Content starts
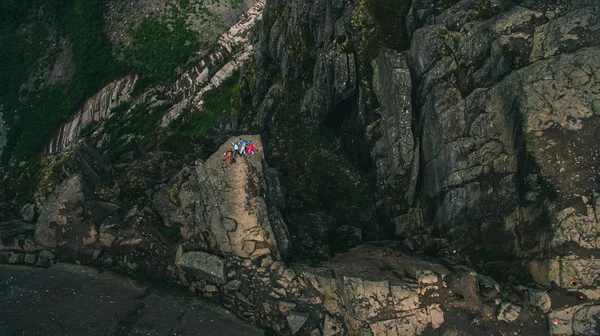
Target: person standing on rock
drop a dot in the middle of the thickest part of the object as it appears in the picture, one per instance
(228, 155)
(251, 148)
(243, 147)
(236, 147)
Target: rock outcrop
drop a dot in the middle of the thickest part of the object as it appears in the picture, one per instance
(96, 108)
(222, 205)
(233, 48)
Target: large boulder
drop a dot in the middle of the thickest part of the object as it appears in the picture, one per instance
(203, 265)
(224, 205)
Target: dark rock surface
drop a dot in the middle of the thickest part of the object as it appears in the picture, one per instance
(74, 300)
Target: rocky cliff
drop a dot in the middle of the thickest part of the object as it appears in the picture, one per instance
(424, 167)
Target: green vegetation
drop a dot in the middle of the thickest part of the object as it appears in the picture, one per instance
(34, 116)
(218, 103)
(159, 47)
(383, 23)
(20, 187)
(31, 32)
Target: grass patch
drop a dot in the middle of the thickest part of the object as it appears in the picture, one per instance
(33, 117)
(218, 104)
(20, 187)
(159, 48)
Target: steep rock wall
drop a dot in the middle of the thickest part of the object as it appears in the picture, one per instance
(506, 108)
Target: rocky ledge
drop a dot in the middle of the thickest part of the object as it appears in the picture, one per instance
(216, 227)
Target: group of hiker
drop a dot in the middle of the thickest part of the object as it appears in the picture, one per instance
(242, 148)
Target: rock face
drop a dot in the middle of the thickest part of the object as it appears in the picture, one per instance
(203, 265)
(94, 109)
(495, 107)
(222, 204)
(481, 135)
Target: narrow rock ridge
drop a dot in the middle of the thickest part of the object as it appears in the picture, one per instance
(3, 131)
(96, 108)
(233, 44)
(201, 76)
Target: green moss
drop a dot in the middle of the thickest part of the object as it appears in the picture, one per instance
(382, 23)
(170, 231)
(176, 188)
(159, 48)
(33, 117)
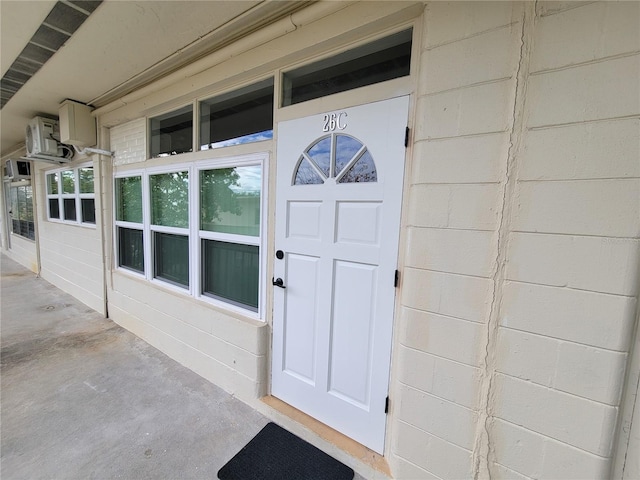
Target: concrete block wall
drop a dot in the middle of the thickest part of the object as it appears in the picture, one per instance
(570, 288)
(520, 284)
(467, 81)
(224, 348)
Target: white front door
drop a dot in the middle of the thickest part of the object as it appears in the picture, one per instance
(339, 193)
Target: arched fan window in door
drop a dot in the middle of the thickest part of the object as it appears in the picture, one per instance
(337, 156)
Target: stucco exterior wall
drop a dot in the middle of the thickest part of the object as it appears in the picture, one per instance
(521, 280)
(70, 255)
(23, 251)
(519, 283)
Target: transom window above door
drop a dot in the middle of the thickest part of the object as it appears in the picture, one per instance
(339, 156)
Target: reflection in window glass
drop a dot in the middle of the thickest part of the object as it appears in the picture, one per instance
(231, 272)
(171, 133)
(340, 156)
(52, 183)
(346, 148)
(129, 199)
(378, 61)
(363, 171)
(241, 116)
(171, 254)
(230, 200)
(320, 153)
(131, 249)
(170, 199)
(86, 179)
(21, 212)
(69, 205)
(68, 181)
(88, 210)
(54, 208)
(306, 174)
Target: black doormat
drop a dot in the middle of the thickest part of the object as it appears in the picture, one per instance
(275, 454)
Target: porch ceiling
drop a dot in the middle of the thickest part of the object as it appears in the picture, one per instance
(122, 46)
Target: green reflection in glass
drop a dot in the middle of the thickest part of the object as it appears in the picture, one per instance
(230, 200)
(68, 181)
(86, 180)
(52, 183)
(129, 199)
(170, 199)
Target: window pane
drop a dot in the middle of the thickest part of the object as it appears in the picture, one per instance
(172, 133)
(364, 170)
(242, 116)
(379, 61)
(86, 180)
(88, 210)
(306, 174)
(52, 183)
(231, 272)
(230, 200)
(130, 249)
(170, 199)
(29, 203)
(69, 208)
(129, 199)
(15, 204)
(54, 208)
(68, 181)
(171, 258)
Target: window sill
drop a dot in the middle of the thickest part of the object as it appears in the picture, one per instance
(184, 294)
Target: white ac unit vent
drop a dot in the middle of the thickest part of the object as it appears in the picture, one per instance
(17, 170)
(43, 138)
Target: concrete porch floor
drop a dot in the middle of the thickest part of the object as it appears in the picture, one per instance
(83, 398)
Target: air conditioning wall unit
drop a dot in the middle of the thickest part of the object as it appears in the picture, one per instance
(43, 142)
(42, 137)
(17, 170)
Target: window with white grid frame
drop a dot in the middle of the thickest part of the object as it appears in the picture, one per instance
(196, 228)
(71, 195)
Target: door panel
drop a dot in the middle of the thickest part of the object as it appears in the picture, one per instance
(351, 333)
(338, 201)
(300, 330)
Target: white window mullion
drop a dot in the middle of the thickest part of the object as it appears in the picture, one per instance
(195, 256)
(76, 173)
(146, 229)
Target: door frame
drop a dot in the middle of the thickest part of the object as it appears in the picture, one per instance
(400, 237)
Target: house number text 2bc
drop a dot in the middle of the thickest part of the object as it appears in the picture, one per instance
(334, 121)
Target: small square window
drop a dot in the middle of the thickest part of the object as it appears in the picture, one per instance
(88, 210)
(129, 199)
(170, 199)
(230, 200)
(52, 183)
(131, 249)
(68, 181)
(171, 133)
(54, 208)
(171, 253)
(241, 116)
(86, 180)
(230, 271)
(69, 205)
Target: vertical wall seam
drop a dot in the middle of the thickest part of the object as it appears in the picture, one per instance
(483, 450)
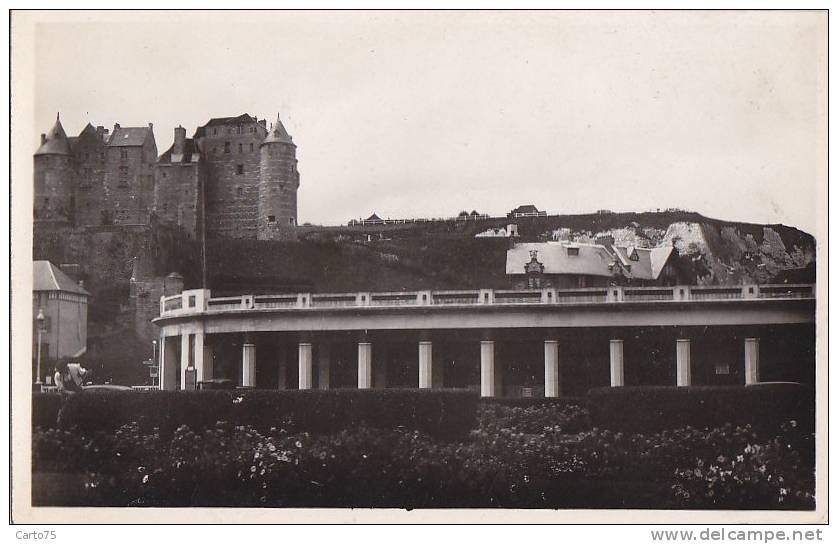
Content ends
- [What you need to do]:
A word-for-word retyping of the material above is expected, without pictures.

- [Expected answer]:
Target: person standing on rock
drop a dot in the middle of the thickest part of the object as it appears in the picture, one per instance
(228, 155)
(251, 148)
(243, 147)
(236, 147)
Target: rock outcrop
drop a dot in the middle of the thickest part of the object as it appears in the picture, one per instance
(96, 108)
(222, 205)
(233, 48)
Target: large boulder
drop a dot in the middle of the thickest part of the object as it appears in the picture, one per instance
(203, 265)
(224, 205)
Target: dark rock surface
drop a dot in the middle of the thickest part of the object as it appears in the picture, one per instance
(74, 300)
Target: rocky cliff
drop a dot in the middle of the thickest part of the object as it appears in the picture, one per instance
(424, 167)
Target: green vegetation
drop a dot in the middle of the thickest part of the object as it appears in the picture, one per instance
(34, 116)
(218, 103)
(159, 47)
(383, 23)
(20, 187)
(31, 32)
Target: grass patch
drop a dot in the middle of the thickest part of the object as it appears in the picture, one per instance
(33, 117)
(218, 104)
(20, 187)
(159, 48)
Target: steep rock wall
drop a dot in the middle of the thickest part of the object as it appears in the picture, one per instance
(506, 108)
Target: rocky ledge
drop a dot in the middle of the thickest part of the object as it appears in the picture, one per instance
(216, 227)
Target: group of hiker
drop a dot in the middle of the thickest part of the object as it appears in the picture, one per instance
(242, 148)
Target: rock face
drop a dot in the middle of the thickest part of the object as it appears in the picture, one per instance
(203, 265)
(94, 109)
(495, 107)
(222, 204)
(481, 135)
Target: narrow rock ridge
drop a dot in the middle of the thickest part of the object as it appears in the picture, one per instance
(3, 131)
(96, 108)
(233, 44)
(201, 76)
Target: green moss
drop a dot in the middle of the thickest part of the object as it appears in the picture, one per instance
(382, 23)
(170, 231)
(176, 188)
(159, 48)
(33, 117)
Target: concrete block wall
drop a dot in the middle of the thickest part of the object as it appears in the picture, one per instance
(570, 288)
(520, 284)
(467, 81)
(224, 348)
Target: white front door
drop a dot in the middle of the thickest part of the object as it appears in the picture, one per instance
(339, 193)
Target: arched fan window in door
drop a dot in the middle of the thickest part of the object as it appears in the picture, one per instance
(337, 156)
Target: stucco exterior wall
drop a dot in the middle of the thickest part of the object as it appears in the picture, one per instance
(521, 280)
(70, 255)
(23, 251)
(519, 283)
Target: transom window above door
drop a dot in the middle of the thickest part of the object as it appears in the picture, one per instance
(339, 156)
Target: reflection in window glass
drop a dot in the middle of the thickest part of the object as it appears in the picture, one per instance
(231, 272)
(171, 133)
(340, 156)
(52, 183)
(346, 148)
(129, 199)
(378, 61)
(363, 171)
(241, 116)
(171, 254)
(230, 200)
(320, 153)
(131, 249)
(170, 199)
(86, 179)
(21, 212)
(69, 205)
(68, 181)
(88, 210)
(54, 208)
(306, 174)
Target: black doormat
drop a dot in the middle of the thickest part of the object as it appears in the picture, one per instance
(275, 454)
Target: porch ceiling
drop a dot in the middle of the thickest part of the object as it appears in the picture, one per instance
(122, 46)
Target: green reflection in glass
drop a dot in the middle of the thickest part of the object as it appears in the picture, one per instance
(230, 200)
(68, 181)
(86, 180)
(52, 183)
(129, 199)
(170, 199)
Target: window pane
drop a dot in the middle of the thickest part of the object as it appears in the picture, one per instance
(172, 133)
(364, 170)
(242, 116)
(379, 61)
(86, 180)
(88, 210)
(306, 174)
(52, 183)
(231, 272)
(230, 200)
(130, 249)
(170, 199)
(29, 203)
(69, 208)
(129, 199)
(15, 204)
(54, 208)
(68, 181)
(171, 258)
Target: window sill
drop a dot in the middle of the thickest part of the object as it appears in the picture, one per instance
(184, 294)
Target: white ac unit vent
drop a dot in the middle of the thickest part of the object as it appears in the picture, one per instance
(17, 170)
(43, 138)
Target: concrete porch floor
drop a dot in the middle of the thickest part of the object as it appears in the picture, one per instance
(83, 398)
Target: air conditioning wall unit
drop a dot in the middle of the thickest part of the object as it appears in the picture, one per instance
(43, 142)
(42, 137)
(17, 170)
Target: window with white grid frame
drop a dot in the middle of the thickest part of the object as it appears in the picture, one per instance
(196, 228)
(71, 195)
Target: door panel
drop a dot in the middle of the thickest part of the object as it appears in the picture, one per instance
(351, 333)
(338, 201)
(300, 330)
Target: white window mullion
drop a dot in the middle of the thickest part of the object as it appears in the picture, one per instance
(195, 256)
(76, 173)
(146, 229)
Target: door frame
drop a dot in the middle of the thickest part of the object as it appears in the picture, one per instance
(400, 237)
Target: house number text 2bc
drop a dot in the middle of the thickest part of the object as it appears in the picture, one per instance
(334, 121)
Target: small square window
drop a dot in the middle of the thickest part of the object as it appears in the picture, one per instance
(88, 210)
(129, 199)
(170, 199)
(230, 200)
(52, 183)
(131, 249)
(68, 181)
(171, 133)
(54, 208)
(171, 253)
(241, 116)
(86, 180)
(230, 271)
(69, 205)
Target: vertical wall seam
drop a dot in the middle of the thickest part of the object as it appears in the picture, one per instance
(483, 450)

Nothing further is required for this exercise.